BEGIN PROVIDED DATA

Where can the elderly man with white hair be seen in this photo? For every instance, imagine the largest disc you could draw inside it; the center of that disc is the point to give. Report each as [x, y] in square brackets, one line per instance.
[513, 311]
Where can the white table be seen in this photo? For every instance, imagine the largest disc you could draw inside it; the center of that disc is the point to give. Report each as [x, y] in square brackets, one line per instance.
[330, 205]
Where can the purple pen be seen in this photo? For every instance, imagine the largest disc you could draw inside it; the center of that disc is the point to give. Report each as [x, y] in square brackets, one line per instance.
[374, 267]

END PROVIDED DATA

→ PROMPT: Set all of the records down again, exactly as they stand.

→ TASK ANSWER:
Where can the elderly man with white hair be seen in this photo? For every instance, imagine the largest disc you could draw inside it; the center of that disc is the point to give. Report each as [x, y] in square brackets, one line per instance.
[513, 311]
Where can the white table be seen in this photo? For every instance, imagine the largest disc you could draw inside it; the center of that disc is the point to give. Report each as [x, y] in square brackets, one line per instance.
[330, 205]
Where can the purple pen be seen in this photo? For every instance, imagine the largest disc you could draw inside it; the center of that disc is the point to give. Report each as [x, y] in square brackets, one line per instance.
[374, 267]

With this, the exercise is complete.